→ **Selected excerpt**:
>>>

We need a place to display these aircraft to remind the world, or at least the younger generation of Filipinos, of our small but crucial contributions to the growth of aviation in our neck of the woods.

This little oversight could be redeemed if someone out there with a small capital could finance the acquisition of a score of “iconic” airplanes, now in various stages of deterioration at an airplane “graveyard” of the Ninoy Aquino International Airport (Naia) compound.

Or maybe, the Philippine Amusement and Gaming Corp., with its deep pocket and social commitment, can buy these airplanes and make them part of its sprawling Entertainment City, now taking shape at the reclaimed portion of Roxas Boulevard.

Languishing in oblivion are scores of airplanes that Naia General Manager Jose Angel Honrado wanted to dispose of, seeing them as “eyesores and safety hazards.” He has given the owners 30 days before the Manila International Airport Authority (Miaa) imposes a charge of P32/square meter/month. He announced plans to eventually auction the airplanes.

Headed for the scrap yards—or the auction block—are five DC-9s, whose last owner is known only as “Orion”; four DC-3s; one Russian-made Antonov An-268; another Russian-made Yak-40; a Cessna 150 trainer-plane; and the most iconic of all, a Super Constellation, the plane that preceded the commercial jetliners of our age.

The “Connie,” as it was fondly called, is an American-registered plane, N427K, impounded by airport authorities in June 1988, allegedly for smuggling activities. It has been sitting at the compound since then. Its last owner was William “Winky” Crawford, who was reported to have died many years ago.

Weighed down by quarter-ton blocks of concrete to prevent it from being carried away by annual typhoons, this airplane has been ravaged by the elements. But part of its colorful history is that this is the airplane that was designed by legendary billionaire/genius/madman/Hollywood actor/lover boy Howard Hughes.

“It sure would be a shame if this aircraft gets cut up when there are folks out there who would like to give her a new home!” said one blogger.

The Miaa was recently granted legal ownership of the Super Connie N427K, after the failure of the owner to claim it. Another blogger said the plane was “one of the few remaining restorable Constellations and, in the past, there had been a number of organizations interested in acquiring the aircraft.”

“Hopefully, one of them is still willing and able to step up to the plate and provide a new home for this long-neglected veteran. Otherwise, the sad alternative is a date with the scrapman,” the blogger lamented.

The Super Constellation is the first pressurized airliner in widespread use. It helped usher in affordable and comfortable air travel.

<<<

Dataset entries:
>>>

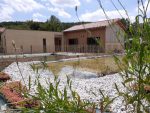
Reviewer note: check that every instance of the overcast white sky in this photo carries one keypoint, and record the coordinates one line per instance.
(41, 10)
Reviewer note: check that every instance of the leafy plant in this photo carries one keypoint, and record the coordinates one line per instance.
(135, 65)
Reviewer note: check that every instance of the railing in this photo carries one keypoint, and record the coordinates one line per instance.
(80, 48)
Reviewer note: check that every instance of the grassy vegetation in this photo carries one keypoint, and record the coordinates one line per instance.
(104, 65)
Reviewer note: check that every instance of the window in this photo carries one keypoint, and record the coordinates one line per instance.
(73, 41)
(93, 40)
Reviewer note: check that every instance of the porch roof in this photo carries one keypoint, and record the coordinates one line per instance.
(92, 25)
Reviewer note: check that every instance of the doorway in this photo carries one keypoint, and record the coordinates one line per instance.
(58, 44)
(44, 45)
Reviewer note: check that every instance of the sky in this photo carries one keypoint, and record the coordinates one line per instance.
(88, 10)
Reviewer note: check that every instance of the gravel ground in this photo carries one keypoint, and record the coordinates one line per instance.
(82, 81)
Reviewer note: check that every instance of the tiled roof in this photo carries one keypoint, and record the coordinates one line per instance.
(92, 25)
(2, 29)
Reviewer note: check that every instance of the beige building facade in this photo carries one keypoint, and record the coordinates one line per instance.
(103, 36)
(28, 41)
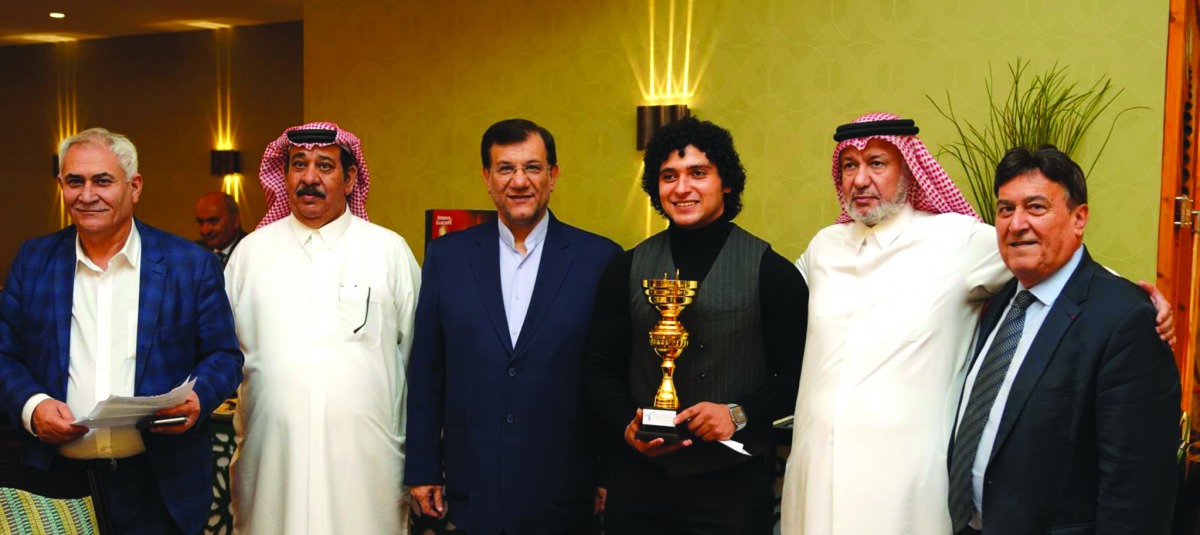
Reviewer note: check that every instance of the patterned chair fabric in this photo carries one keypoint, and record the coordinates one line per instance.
(36, 502)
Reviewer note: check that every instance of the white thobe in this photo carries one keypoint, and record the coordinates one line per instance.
(892, 312)
(325, 320)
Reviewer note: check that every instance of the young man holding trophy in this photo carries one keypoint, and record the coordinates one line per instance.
(691, 354)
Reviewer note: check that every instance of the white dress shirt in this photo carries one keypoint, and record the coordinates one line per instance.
(520, 272)
(103, 348)
(1047, 293)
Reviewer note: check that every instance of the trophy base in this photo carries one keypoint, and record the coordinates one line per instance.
(660, 424)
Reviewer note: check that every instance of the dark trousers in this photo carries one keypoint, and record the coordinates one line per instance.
(735, 500)
(135, 505)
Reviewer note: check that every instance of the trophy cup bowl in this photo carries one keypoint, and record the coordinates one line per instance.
(669, 340)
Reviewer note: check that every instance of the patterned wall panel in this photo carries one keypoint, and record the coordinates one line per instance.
(420, 82)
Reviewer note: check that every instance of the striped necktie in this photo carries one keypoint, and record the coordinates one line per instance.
(975, 418)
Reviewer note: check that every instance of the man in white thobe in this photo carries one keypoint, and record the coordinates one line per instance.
(895, 290)
(323, 301)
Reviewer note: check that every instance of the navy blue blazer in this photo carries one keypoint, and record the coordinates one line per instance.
(520, 440)
(1086, 443)
(185, 328)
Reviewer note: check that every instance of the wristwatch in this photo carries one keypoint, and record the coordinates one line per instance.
(739, 416)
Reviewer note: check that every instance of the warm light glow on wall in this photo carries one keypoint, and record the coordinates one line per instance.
(232, 185)
(67, 122)
(223, 131)
(666, 82)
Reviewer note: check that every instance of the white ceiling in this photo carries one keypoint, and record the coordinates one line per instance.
(27, 22)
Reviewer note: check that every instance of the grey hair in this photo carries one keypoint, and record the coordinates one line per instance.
(119, 145)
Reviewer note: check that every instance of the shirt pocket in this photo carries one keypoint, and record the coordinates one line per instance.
(360, 311)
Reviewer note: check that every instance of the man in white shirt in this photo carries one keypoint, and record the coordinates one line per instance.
(114, 307)
(895, 290)
(323, 301)
(1069, 418)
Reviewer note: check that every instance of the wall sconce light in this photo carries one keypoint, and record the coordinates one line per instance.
(225, 162)
(652, 118)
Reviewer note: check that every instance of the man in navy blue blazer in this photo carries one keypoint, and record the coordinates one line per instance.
(496, 398)
(1068, 421)
(113, 306)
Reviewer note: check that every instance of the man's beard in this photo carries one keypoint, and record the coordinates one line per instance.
(886, 209)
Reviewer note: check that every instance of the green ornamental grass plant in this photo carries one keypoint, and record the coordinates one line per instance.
(1048, 109)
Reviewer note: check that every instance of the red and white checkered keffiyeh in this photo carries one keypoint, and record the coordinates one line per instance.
(933, 191)
(271, 172)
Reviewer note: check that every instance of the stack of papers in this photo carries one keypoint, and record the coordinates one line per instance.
(126, 410)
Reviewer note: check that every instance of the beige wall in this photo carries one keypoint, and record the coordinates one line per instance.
(160, 90)
(420, 83)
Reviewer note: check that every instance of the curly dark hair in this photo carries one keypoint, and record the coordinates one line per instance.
(711, 139)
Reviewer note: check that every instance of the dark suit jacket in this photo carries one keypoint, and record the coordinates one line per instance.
(185, 328)
(237, 239)
(1087, 439)
(520, 444)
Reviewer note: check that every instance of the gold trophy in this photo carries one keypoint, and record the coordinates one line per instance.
(669, 338)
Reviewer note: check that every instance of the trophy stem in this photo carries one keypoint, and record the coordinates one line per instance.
(666, 398)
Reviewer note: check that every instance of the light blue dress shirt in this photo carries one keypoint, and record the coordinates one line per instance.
(520, 272)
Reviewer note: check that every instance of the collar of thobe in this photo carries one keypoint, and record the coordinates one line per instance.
(532, 241)
(327, 235)
(1048, 290)
(887, 230)
(131, 251)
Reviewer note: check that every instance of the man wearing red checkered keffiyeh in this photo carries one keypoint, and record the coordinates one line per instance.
(895, 287)
(273, 172)
(324, 304)
(929, 187)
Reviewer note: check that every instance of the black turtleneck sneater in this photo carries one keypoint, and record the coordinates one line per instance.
(785, 304)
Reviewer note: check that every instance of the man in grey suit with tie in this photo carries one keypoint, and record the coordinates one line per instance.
(1068, 419)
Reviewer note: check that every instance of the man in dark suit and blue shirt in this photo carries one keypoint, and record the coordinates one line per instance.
(496, 395)
(1068, 420)
(113, 306)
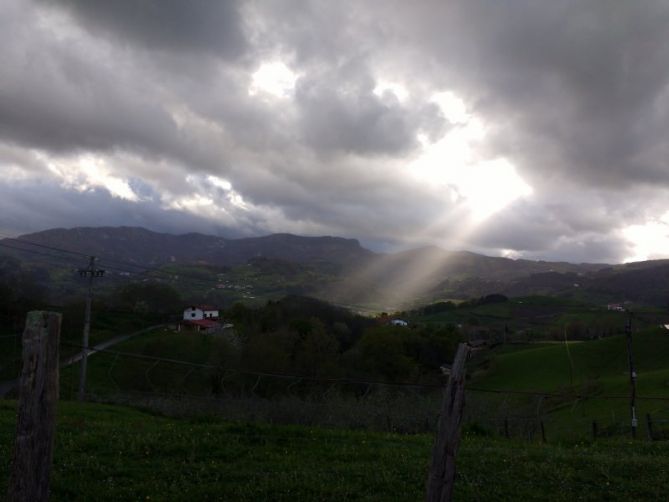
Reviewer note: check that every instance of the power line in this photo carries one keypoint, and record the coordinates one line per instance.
(362, 382)
(34, 251)
(54, 248)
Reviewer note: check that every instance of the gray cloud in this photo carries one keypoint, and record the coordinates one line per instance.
(574, 94)
(212, 26)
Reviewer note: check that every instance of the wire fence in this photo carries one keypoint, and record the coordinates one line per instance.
(179, 387)
(184, 388)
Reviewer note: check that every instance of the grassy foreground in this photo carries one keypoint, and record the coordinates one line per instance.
(114, 453)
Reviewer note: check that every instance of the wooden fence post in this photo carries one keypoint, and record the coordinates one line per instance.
(649, 427)
(442, 470)
(36, 416)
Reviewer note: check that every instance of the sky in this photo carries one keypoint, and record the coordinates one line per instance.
(511, 128)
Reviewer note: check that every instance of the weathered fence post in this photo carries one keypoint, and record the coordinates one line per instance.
(649, 427)
(442, 470)
(36, 417)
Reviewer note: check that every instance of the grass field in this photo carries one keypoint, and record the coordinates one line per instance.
(114, 453)
(595, 369)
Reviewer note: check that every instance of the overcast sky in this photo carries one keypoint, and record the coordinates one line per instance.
(516, 128)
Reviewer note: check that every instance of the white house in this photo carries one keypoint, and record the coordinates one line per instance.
(399, 322)
(200, 312)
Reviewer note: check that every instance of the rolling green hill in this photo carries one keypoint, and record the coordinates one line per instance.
(107, 452)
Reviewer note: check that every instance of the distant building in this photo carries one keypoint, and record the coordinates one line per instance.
(399, 322)
(205, 325)
(199, 312)
(201, 318)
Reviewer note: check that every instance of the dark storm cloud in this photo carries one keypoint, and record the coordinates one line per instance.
(574, 94)
(212, 26)
(57, 206)
(342, 112)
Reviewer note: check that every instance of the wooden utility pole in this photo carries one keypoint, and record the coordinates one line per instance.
(442, 470)
(630, 360)
(38, 394)
(91, 272)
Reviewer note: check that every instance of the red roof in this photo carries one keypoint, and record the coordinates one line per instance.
(204, 323)
(203, 307)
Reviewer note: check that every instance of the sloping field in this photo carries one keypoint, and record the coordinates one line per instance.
(114, 453)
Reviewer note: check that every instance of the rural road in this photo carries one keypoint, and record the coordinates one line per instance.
(9, 385)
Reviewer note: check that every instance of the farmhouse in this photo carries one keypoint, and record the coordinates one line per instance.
(200, 318)
(619, 307)
(399, 322)
(199, 312)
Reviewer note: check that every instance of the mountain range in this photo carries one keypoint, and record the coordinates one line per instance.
(343, 271)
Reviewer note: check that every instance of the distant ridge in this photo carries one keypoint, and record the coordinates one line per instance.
(344, 272)
(145, 247)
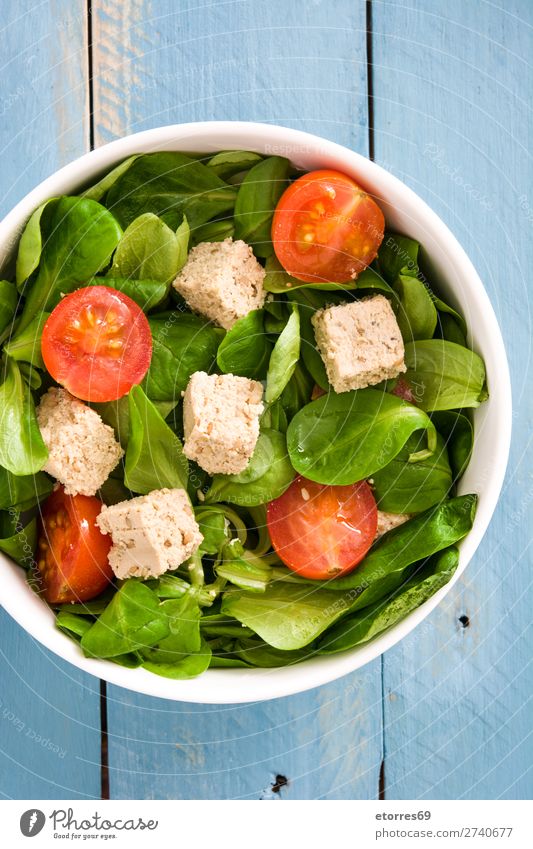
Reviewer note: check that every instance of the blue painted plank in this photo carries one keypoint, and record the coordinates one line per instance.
(326, 743)
(451, 114)
(44, 93)
(49, 728)
(295, 64)
(49, 722)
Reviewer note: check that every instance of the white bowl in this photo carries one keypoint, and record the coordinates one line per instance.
(456, 280)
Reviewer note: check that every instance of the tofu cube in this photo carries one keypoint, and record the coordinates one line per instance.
(360, 343)
(388, 521)
(82, 450)
(151, 534)
(222, 281)
(221, 421)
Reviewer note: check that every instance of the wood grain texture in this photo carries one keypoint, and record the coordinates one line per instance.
(158, 62)
(161, 62)
(49, 712)
(44, 92)
(326, 744)
(452, 114)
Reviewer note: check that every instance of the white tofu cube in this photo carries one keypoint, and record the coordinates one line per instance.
(151, 534)
(222, 281)
(360, 343)
(82, 450)
(221, 421)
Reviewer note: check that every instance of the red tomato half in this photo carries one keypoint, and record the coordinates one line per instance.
(72, 553)
(326, 228)
(97, 343)
(322, 531)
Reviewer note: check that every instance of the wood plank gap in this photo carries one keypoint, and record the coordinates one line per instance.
(90, 71)
(104, 745)
(369, 78)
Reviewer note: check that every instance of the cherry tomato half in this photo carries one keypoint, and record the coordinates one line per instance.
(322, 531)
(72, 553)
(97, 343)
(326, 228)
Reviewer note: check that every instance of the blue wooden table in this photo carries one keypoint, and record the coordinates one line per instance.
(439, 92)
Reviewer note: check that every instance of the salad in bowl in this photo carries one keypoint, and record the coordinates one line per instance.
(236, 413)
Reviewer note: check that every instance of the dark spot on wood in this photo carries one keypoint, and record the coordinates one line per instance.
(381, 785)
(281, 781)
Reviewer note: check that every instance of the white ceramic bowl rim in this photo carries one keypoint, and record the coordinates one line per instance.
(408, 213)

<<<

→ **Problem set**:
1. According to the piece on the aircraft at Naia, in what month and year did airport authorities impound the Super Constellation N427K?
2. Please extend the piece on the aircraft at Naia, picking up right after its final sentence.
The data has no connection to the piece on the aircraft at Naia.

→ **Answers for the exercise**:
1. June 1988

2.
Sleek and powerful, Constellations set a number of records. On April 17, 1944, the second production plane, piloted by Howard Hughes himself, and Transworld Airlines (TWA) President Jack Frye, flew from Burbank, California, to Washington, D.C., in six hours and 57 minutes at an average 330.9 mph (532.5 km/h).

On its return trip, the aircraft stopped at Wright Field to give Orville Wright his last flight, more than 40 years after his historic first flight.

“The Constellation’s wingspan is longer than the distance of my first flight,” Wright was quoted as having said.

The airplane’s elegant appearance is a result of its shapely fuselage, designed like a dolphin; unfortunately, this proved very expensive and was eventually replaced by the tube shape of today’s airliners, which is more resistant to pressurization changes. And cheaper to build, at that.

The same type of airplane had been Gen. Douglas MacArthur’s personal aircraft during the Korean War and named Bataan. Registered as N422NA it was flown to museum headquarters in Chino, California, in late 1994 and then to the museum’s annex in Valle, Arizona, in early 1995, where the aircraft remains on display as Bataan.

The Connie was a propeller-driven airliner powered by four 18-cylinder radial Wright R-3350 engines and built by Lockheed between 1943 and 1958. A total of 856 aircraft were produced in numerous models, all distinguished by a triple-tail design and dolphin-shaped fuselage.

Many are now refurbished in mint condition and displayed in various museums from Australia to Switzerland.

Four of the Douglas DC-3 at the Naia, under four owners, are now under the mercy of the elements. DC-3 is propeller-driven; its speed and range revolutionized air transport in the 1930s and 1940s. Its lasting impact on the airline industry and WW II makes it one of the most significant transport aircraft ever made.

The military version was designated the C-47. Many DC-3/C-47s are still used in all parts of the world. a total of 16,079 DC-3s were manufactured and as of 2011, 400 remained in commercial service.

Initially, Philippine Airlines (PAL) acquired six DC-3s from US military surplus in 1945, until eventually it had a fleet of 48 DC-3s, which sewed up the far-flung islands of the archipelago to usher in widespread commercial aviation. PAL retired this indestructible aircraft in 1978, after 32 years of service, according to Jonathan Gesmundo, the airline’s editorial consultant.

The four DC-3s at the Miaa are now in a deteriorated condition, although they could still be restored, since cannibalized parts are available in the black market, according to airport sources.

One locally owned DC-3 was bought by an African country in 2011. It was on its way to be delivered, but unfortunately crashed shortly after takeoff at the Naia.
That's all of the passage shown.